--- What you will do ---
A verbatim copy of all entries is the expected output.

(Beginning of Supplied records)

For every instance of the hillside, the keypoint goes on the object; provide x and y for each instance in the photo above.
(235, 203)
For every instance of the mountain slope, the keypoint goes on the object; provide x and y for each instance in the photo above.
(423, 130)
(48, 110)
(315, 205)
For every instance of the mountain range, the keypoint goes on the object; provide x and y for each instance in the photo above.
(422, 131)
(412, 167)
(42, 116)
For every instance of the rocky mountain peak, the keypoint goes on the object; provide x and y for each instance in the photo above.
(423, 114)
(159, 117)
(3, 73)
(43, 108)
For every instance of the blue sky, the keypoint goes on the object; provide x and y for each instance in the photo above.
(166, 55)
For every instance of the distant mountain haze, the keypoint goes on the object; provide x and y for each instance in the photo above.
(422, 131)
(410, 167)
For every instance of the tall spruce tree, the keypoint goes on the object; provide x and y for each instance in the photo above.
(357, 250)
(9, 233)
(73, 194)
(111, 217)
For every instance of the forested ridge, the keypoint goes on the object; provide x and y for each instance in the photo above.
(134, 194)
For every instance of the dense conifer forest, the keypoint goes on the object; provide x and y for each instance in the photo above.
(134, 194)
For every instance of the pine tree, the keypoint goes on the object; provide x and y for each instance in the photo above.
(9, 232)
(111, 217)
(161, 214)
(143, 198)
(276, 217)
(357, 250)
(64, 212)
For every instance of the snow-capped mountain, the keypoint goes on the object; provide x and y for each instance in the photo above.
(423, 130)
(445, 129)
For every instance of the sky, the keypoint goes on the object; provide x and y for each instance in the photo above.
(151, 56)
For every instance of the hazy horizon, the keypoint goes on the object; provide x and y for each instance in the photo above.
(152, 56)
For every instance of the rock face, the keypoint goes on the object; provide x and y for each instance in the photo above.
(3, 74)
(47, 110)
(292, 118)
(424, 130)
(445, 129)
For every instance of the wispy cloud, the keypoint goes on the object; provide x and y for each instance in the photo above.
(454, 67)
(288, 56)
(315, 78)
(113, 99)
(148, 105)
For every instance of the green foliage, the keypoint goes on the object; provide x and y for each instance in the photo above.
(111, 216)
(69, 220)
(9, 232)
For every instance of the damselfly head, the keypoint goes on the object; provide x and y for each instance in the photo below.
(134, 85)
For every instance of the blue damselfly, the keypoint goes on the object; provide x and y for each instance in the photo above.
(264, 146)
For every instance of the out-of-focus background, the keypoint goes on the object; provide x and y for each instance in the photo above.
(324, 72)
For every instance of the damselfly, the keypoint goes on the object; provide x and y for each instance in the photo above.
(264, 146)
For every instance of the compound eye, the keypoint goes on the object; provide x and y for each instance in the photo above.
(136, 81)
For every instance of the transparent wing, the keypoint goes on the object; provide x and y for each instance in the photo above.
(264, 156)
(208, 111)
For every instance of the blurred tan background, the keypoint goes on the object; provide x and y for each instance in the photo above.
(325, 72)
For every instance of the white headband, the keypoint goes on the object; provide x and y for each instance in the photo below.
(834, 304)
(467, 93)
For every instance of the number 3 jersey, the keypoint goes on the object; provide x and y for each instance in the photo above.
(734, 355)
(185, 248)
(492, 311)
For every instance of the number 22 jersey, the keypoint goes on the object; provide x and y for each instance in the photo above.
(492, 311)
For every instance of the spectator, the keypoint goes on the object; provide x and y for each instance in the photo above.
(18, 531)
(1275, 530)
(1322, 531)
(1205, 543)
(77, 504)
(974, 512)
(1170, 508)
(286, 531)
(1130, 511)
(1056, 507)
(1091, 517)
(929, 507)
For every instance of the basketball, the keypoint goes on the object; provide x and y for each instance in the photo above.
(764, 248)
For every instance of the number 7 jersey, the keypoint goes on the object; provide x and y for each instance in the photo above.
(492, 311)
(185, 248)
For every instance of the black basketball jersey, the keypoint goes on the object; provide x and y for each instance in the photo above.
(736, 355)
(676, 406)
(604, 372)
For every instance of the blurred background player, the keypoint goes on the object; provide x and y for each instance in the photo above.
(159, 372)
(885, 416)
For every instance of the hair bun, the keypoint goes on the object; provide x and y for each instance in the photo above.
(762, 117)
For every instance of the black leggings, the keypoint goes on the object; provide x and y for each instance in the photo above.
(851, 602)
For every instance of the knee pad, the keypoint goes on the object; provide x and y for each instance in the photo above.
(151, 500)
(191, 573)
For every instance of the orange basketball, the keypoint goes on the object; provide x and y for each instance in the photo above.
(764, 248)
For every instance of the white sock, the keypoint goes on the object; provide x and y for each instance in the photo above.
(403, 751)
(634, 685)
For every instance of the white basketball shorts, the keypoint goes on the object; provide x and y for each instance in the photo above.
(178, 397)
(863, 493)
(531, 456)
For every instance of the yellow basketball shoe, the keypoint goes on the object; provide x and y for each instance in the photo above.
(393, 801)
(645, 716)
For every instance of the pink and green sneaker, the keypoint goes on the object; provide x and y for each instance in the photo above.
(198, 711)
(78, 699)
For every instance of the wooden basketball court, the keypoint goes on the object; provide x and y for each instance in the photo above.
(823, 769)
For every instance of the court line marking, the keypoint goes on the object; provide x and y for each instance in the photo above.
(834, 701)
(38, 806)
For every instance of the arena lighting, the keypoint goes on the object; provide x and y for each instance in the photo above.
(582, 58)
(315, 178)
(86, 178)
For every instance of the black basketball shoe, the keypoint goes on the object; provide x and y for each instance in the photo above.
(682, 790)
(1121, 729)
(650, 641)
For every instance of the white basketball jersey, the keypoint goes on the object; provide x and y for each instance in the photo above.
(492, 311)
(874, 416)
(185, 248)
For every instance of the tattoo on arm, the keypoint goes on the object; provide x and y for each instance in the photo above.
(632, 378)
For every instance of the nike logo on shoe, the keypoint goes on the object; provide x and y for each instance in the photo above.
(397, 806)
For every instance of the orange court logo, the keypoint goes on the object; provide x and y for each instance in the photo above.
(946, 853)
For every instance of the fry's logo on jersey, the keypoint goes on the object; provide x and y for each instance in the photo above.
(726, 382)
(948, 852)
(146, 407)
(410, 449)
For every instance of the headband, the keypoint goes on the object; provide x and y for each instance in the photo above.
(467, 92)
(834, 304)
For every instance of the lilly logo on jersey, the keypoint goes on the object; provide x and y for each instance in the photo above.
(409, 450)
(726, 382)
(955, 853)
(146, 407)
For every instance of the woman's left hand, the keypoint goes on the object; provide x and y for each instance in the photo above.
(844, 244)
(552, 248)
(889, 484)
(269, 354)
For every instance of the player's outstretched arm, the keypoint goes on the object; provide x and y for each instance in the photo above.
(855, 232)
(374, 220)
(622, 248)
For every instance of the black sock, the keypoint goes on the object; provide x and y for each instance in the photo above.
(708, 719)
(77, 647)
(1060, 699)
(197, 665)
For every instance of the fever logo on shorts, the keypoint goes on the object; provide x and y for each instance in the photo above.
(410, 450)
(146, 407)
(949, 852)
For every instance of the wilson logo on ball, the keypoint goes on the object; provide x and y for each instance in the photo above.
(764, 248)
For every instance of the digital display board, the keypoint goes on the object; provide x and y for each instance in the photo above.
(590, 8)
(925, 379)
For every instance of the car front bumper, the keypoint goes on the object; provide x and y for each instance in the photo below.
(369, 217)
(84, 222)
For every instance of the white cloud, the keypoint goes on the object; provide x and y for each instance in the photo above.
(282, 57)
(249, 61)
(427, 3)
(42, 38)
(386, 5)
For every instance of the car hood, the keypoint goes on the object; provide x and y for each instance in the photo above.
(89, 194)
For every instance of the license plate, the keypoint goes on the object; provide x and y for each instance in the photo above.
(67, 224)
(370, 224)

(End of Supplied records)

--- Result for this exercise ---
For every instance of the hillside, the keypoint goes on the object; provide x and y for each instance in the photo above.
(235, 203)
For every instance of the mountain slope, the keypoint goes on the object; provide x and y for each instance in the photo above.
(423, 130)
(48, 110)
(315, 205)
For every instance of the mountain range, the keypoint goes on the object; provide x and y for each instance in the photo above.
(422, 131)
(412, 167)
(42, 116)
For every instance of the rocky mountain peak, the keypoint goes on the object; provide x and y for each instance in the photo above.
(423, 114)
(159, 117)
(3, 73)
(43, 108)
For every instance of the blue sky, the keypoint goes on the object; provide x and y for each instance in the photo above.
(166, 55)
For every instance of the distant mountain haze, the keypoint goes on the object; provide x and y for each instance in the photo above.
(422, 131)
(410, 167)
For every instance of the tall spruce tree, the keypoint goes on the object; provide x and y for each instance in the photo above.
(357, 250)
(9, 233)
(73, 194)
(111, 217)
For every instance of the forested ridge, the keypoint goes on the object; provide x and y for each instance in the photo above.
(134, 194)
For every instance of the dense conifer forest, the keypoint goes on the object; provide x and y for each instance in the photo above.
(134, 194)
For every instance of the pine tree, the keypoint goes on the object; provide x and y for each instance in the photo above.
(9, 232)
(111, 217)
(161, 214)
(143, 198)
(276, 217)
(357, 250)
(64, 212)
For every instance of the snow-capped mountain, the keypoint goes on the object; provide x and y for each instance in the photo above.
(423, 130)
(445, 129)
For every instance of the sky, the keypoint goes on the object; provide x and y for each instance in the photo above.
(151, 56)
For every instance of the hazy horizon, the keypoint goes on the object; provide x and y for each instance in the photo above.
(152, 56)
For every instance of the rock face, the keypoint goes on the object; provide x and y for each instance in the photo above.
(3, 74)
(47, 110)
(292, 118)
(424, 130)
(445, 129)
For every instance of the wispy cloud, the keypoint goes on the object; provide x and y for each instance in the photo above.
(454, 67)
(288, 56)
(315, 78)
(113, 99)
(148, 105)
For every instance of the green foliage, the keypoint goes on the object; provide x and y for each instance in the photo above.
(111, 216)
(69, 220)
(9, 232)
For every instance of the damselfly head, the keypoint goes on the object; provide x and y for each instance in the photo below.
(134, 85)
For every instance of the blue damselfly, the keypoint goes on the object; provide x and y for each instance in the photo above.
(264, 146)
For every instance of the out-of-focus background, the keypoint goes on the object; provide x and y for each instance in the photo above.
(324, 72)
For every instance of the damselfly, the keypoint goes on the object; provide x and y for each instance in the photo above.
(264, 146)
For every instance of the compound eye, the keypoint goes on the object; provide x and y for each instance in the photo above.
(136, 81)
For every instance of the transparent wing, the keypoint goes on the object; provide x and y for each instance in the photo above.
(264, 156)
(208, 111)
For every instance of the blurred tan background, the keypoint goes on the object; provide x and y for each instance in the photo above.
(325, 72)
For every instance of the white headband, the keypoint goes on the object; provide x and y for each instance in the photo below.
(834, 304)
(467, 93)
For every instance of the number 3 jersey, the keypoint goes on the object; provide x and y for each instance in the photo above.
(734, 355)
(185, 248)
(492, 311)
For every instance of the number 22 jersey, the keypoint goes on the object; provide x and y for each instance in the photo above.
(492, 311)
For every instance of the spectator, the keypoint goes on the object; provide x and y for each instance in the photo above.
(18, 531)
(1275, 530)
(1322, 531)
(1205, 543)
(77, 504)
(974, 512)
(1170, 508)
(286, 531)
(1130, 511)
(1056, 507)
(1091, 517)
(929, 507)
For every instance of the basketball, the keypoint goes on the object; provide x and y for each instance in the photo above.
(764, 248)
For every instance of the number 7 jersey, the keypoint goes on the object; provide x and y for each instance in the photo above.
(492, 311)
(185, 248)
For every instance of the black basketball jersey, the keypoint goes on the object; provide x and y for each instance in the photo above.
(736, 355)
(676, 406)
(604, 372)
For every instance of the blurred background player, the keypoint goes on the object; provide x and y for each instance in the photo above.
(159, 372)
(885, 416)
For every instance of the hair bun, the keypoint goes on the object; provide x and y for each instance in the photo above.
(762, 117)
For every instance of the black leggings, the keypoint goes on the object; provide x and y for each instance in the photo above.
(851, 602)
For every instance of the knee pad, the keypoint goes on the object; provide x and y for each instance in the photo above.
(151, 500)
(191, 573)
For every instance of the orange basketball, the keypoint goes on the object; provide x and y for each instance in the photo above.
(764, 248)
For every instance of the white sock, the keypoint goes on the object; provide x and y for each instance in the photo above.
(403, 751)
(634, 685)
For every instance of the white basketball shorts, the keypoint goes on the object; provide x and y for each instance in the photo above.
(178, 397)
(863, 493)
(531, 456)
For every instance of the yellow basketball shoe, the keypoint goes on the object; provide x and y for each instance in the photo above.
(393, 801)
(645, 716)
For every instance of the pink and green sneaker, the keypoint goes on the object; provide x and y for each instance in the photo above.
(198, 711)
(78, 699)
For every instance of the wooden basketball court, the keypoint goes on the object; provide x and y for each instance in the photo above.
(823, 769)
For every instance of the court line marking, the keypoint goes on the object; provide x and y for each instance in the photo above.
(834, 701)
(38, 806)
For every instance of the arena lighting, the keypoint goes on the object; provide x and y for each instance in the photo above.
(582, 58)
(315, 178)
(86, 178)
For every instance of the black basketball shoe, the keypoint goes on the object; provide x and y for each instance in the photo above.
(682, 790)
(1121, 729)
(650, 641)
For every instance of the white basketball jersey, the keypoint goes on the object; provide x and y for each instance in the photo above.
(492, 311)
(874, 416)
(185, 248)
For every instance of the tattoo on arm, the keypoint goes on the object; provide x and y for each instance in the photo above.
(632, 378)
For every instance of the nike logo on shoe, the keypoint goes on the object; provide x and y for each instance in the photo above.
(397, 806)
For every instance of the orange court logo, the keypoint goes on the object; provide x and y for each instance in the photo above.
(946, 853)
For every instance of the fry's logo on jersey, the keypoint goes on the object; provide x and y for each instance in the photo above.
(726, 382)
(948, 852)
(146, 407)
(410, 449)
For every instance of the headband, the keypoint goes on the object; provide x and y for each instance in the photo above.
(467, 92)
(834, 304)
For every instance of the lilly logo on jersey, the keypoint goes on the object; provide x and y for each instance in the photo above.
(409, 450)
(726, 382)
(955, 853)
(146, 407)
For every instance of the woman's left hand, the keypoint goes on the object; provide x and y for each instance in the photo above.
(844, 244)
(552, 248)
(889, 484)
(269, 354)
For every instance of the player's outstretched arm, the keypoint goes on the object; provide x and y for each instance in the photo above.
(855, 232)
(374, 220)
(622, 248)
For every instance of the black sock, the keypoint goes on the object; provide x and y for each instance in the photo above.
(708, 719)
(77, 647)
(1060, 699)
(197, 665)
For every instance of the fever logo on shorts, the keypoint goes on the object; provide x and y for each instance in the photo above.
(410, 450)
(146, 407)
(949, 852)
For every instance of the wilson logo on ball, the keypoint goes on the object; provide x and y for each instance in the photo above.
(764, 248)
For every instance of the digital display board, the keypoint goes on the object; provide x and y for each instance in the photo above.
(590, 8)
(925, 379)
For every instance of the car front bumper, the keypoint goes on the object; provide x and y for each instance in the photo below.
(369, 217)
(84, 222)
For every instance of the white cloud, the keypoint goes on the object; provide x and y for each instance in the photo above.
(282, 57)
(249, 61)
(427, 3)
(42, 38)
(386, 5)
For every instance of the car hood, the keypoint goes on the object; provide x and y for each instance in the photo above.
(89, 194)
For every instance of the license plate, the keypoint goes on the object; provide x and y for each instance in the photo above.
(67, 224)
(370, 224)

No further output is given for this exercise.